- [Goal]: Reproduce the records below exactly as given.

┌─ Records shown

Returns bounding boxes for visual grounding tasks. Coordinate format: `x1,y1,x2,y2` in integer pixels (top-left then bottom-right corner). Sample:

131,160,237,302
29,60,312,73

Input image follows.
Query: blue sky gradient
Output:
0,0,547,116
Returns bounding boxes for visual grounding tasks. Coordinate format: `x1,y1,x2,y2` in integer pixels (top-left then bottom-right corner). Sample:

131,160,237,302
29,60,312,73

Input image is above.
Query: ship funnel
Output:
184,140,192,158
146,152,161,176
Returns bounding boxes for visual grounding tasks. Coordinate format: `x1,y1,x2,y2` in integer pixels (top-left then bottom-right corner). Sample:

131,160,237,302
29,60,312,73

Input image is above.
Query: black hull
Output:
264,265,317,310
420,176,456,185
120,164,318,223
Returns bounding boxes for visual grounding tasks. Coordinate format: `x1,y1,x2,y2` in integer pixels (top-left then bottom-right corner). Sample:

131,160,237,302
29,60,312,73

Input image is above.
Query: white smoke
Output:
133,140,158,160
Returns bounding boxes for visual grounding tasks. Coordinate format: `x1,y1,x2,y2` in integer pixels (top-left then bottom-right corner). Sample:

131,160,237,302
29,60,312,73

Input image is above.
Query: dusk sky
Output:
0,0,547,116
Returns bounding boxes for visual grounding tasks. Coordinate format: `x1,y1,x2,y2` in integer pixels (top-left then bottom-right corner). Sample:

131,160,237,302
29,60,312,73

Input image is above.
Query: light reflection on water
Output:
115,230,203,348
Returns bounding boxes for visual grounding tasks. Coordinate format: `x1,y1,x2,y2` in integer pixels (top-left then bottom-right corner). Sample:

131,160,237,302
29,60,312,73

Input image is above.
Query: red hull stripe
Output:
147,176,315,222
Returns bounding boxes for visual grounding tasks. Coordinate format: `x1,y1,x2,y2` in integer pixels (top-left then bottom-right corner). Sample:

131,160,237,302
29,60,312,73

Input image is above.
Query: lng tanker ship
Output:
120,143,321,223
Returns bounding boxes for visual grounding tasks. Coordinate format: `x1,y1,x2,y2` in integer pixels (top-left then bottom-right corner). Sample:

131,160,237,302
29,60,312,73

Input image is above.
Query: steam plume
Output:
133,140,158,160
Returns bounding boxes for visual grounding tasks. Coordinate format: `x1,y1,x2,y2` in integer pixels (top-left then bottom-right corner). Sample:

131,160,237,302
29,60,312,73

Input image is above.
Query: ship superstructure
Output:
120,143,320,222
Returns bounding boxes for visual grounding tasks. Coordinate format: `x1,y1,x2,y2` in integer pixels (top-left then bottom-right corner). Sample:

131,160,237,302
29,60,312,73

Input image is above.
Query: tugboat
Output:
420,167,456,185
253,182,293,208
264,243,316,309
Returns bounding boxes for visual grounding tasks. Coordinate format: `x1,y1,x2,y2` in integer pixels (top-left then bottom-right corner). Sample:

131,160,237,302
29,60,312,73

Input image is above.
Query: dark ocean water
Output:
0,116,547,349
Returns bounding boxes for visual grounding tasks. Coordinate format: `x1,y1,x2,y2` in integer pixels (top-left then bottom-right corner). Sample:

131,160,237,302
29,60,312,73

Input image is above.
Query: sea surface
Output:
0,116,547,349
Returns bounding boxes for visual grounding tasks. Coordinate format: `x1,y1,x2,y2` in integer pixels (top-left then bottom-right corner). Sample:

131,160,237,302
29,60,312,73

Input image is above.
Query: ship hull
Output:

└─

- [Reply]:
Returns bounding boxes for visual grounding tasks. Coordinate format: `x1,y1,x2,y2` in integer pixels (top-left then bottom-right corner). Sample:

131,160,237,302
29,60,312,73

Input image follows.
Query: blue sky gradient
Output:
0,0,547,116
Returns bounding boxes for visual grounding tasks. Coordinate format: `x1,y1,x2,y2` in integer pixels (top-left then bottom-right corner). Sample:

131,160,237,302
29,60,312,73

Input image is above.
Query: ship funnel
Output:
184,140,192,158
146,152,161,176
Returns bounding boxes for visual grounding tasks. Coordinate format: `x1,y1,x2,y2` in integer pixels (top-left then bottom-right corner). Sample:

131,160,237,302
29,60,312,73

Input image is above.
Query: black hull
Output:
264,265,317,310
420,176,456,185
120,164,318,223
Returns bounding boxes for visual grounding tasks. Coordinate format: `x1,y1,x2,y2` in integer pixels (top-left then bottom-right corner). Sample:

131,160,237,302
29,60,312,73

Input image is above.
Query: white smoke
Output:
133,140,158,160
Returns bounding boxes for visual grounding tasks. Coordinate format: `x1,y1,x2,y2` in integer pixels (top-left then bottom-right corner). Sample:

131,160,237,302
29,60,312,73

Input image is above.
Query: dusk sky
Output:
0,0,547,116
Returns bounding boxes for visual grounding tasks. Coordinate format: `x1,y1,x2,y2` in integer pixels (top-left then bottom-right corner). Sample:

131,160,237,302
29,60,312,73

Input image is above.
Query: light reflection on water
Output:
115,230,203,348
Returns bounding boxes for visual grounding tasks. Coordinate format: `x1,y1,x2,y2` in integer pixels (top-left then bottom-right corner). Sample:

131,160,237,302
29,60,312,73

Input image is above.
Query: red hull stripe
Output:
147,176,315,222
Returns bounding boxes for visual grounding tasks. Coordinate format: `x1,y1,x2,y2` in integer pixels (top-left then bottom-right corner). Sample:

131,160,237,302
29,60,312,73

Input image is above.
Query: lng tanker ship
Output:
120,143,321,223
Returns bounding boxes for visual grounding tasks. Coordinate format: `x1,y1,x2,y2` in integer pixels (top-left then bottom-right corner). Sample:

131,160,237,302
29,60,312,73

Input image is above.
Query: steam plume
Output:
133,140,158,160
Returns bounding boxes for visual grounding tasks. Coordinate format: `x1,y1,x2,y2` in integer pixels (top-left then bottom-right corner). Sample:

131,160,237,302
29,60,312,73

Input image is above.
Query: ship superstructure
Output:
120,143,320,222
Returns bounding boxes for visual grounding tasks. Coordinate format: `x1,y1,x2,y2` in integer pixels (top-left then bottom-right corner). Sample:

131,160,237,302
29,60,312,73

Input image is above.
Query: tugboat
Output:
420,167,456,185
253,182,293,208
264,243,316,309
Returns bounding boxes for visual grounding tasks. Coordinate format: `x1,y1,x2,y2` in integer pixels (top-left then bottom-right corner). Sample:

131,160,237,302
29,60,312,73

Input image is above.
Query: dark ocean water
Output:
0,116,547,349
Returns bounding boxes for visual grounding tasks. Coordinate format: `x1,y1,x2,y2` in integer pixels (top-left then bottom-right corner). Sample:

131,160,237,302
29,60,312,73

Input image is above.
Query: sea surface
Output:
0,116,547,349
Returns bounding boxes for visual grounding tasks. Coordinate format: `x1,y1,x2,y2` in integer pixels (top-left then bottom-right corner). Sample:

131,160,237,302
29,60,312,73

Input image is above.
Query: ship hull
Output:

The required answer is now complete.